**Instructions for the task:** Whichever lines of the material contain "below", copy each of them.

**Records for this exercise:**
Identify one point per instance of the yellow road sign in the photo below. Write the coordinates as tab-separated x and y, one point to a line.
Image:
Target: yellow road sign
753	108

==

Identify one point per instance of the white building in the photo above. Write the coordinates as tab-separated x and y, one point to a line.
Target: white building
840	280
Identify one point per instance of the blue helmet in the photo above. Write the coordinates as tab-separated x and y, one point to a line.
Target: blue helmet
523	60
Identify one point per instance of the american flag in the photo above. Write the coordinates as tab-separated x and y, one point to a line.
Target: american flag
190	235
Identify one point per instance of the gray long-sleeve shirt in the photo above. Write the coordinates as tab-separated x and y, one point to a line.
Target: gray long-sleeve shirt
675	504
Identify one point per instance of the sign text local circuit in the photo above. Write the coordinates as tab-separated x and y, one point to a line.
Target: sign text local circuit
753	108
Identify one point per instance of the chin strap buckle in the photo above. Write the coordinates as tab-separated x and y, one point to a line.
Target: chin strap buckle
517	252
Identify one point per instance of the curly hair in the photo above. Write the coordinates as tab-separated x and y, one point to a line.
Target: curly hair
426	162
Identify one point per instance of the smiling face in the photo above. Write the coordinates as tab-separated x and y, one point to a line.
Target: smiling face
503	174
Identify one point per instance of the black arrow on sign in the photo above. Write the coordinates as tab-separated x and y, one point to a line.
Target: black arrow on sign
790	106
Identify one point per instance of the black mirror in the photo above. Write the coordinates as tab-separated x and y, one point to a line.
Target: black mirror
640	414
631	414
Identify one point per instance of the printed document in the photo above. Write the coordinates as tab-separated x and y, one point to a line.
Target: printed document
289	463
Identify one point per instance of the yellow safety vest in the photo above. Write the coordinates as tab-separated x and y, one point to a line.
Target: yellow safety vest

---

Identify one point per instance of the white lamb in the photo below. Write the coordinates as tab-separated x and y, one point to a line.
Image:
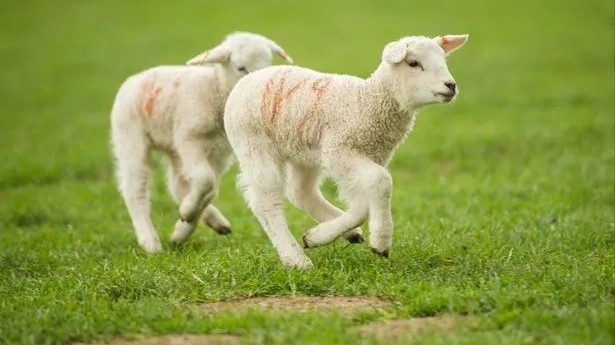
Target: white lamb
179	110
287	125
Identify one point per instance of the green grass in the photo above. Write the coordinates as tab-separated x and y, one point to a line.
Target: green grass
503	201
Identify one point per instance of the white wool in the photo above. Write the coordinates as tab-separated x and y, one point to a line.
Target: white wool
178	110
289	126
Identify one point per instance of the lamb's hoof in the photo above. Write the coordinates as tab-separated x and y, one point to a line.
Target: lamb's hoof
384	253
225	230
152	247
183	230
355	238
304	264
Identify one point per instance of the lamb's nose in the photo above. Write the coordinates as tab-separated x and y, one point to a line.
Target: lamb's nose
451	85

**Answer box:**
Identify one point per instance of the yellow road sign in the photo below. Write the coordinates as tab-separated x and y, one point to a line.
Identify one point per instance of the white lamb in the photo below. Write the coordinates as tab-separated x and y, one point to a line.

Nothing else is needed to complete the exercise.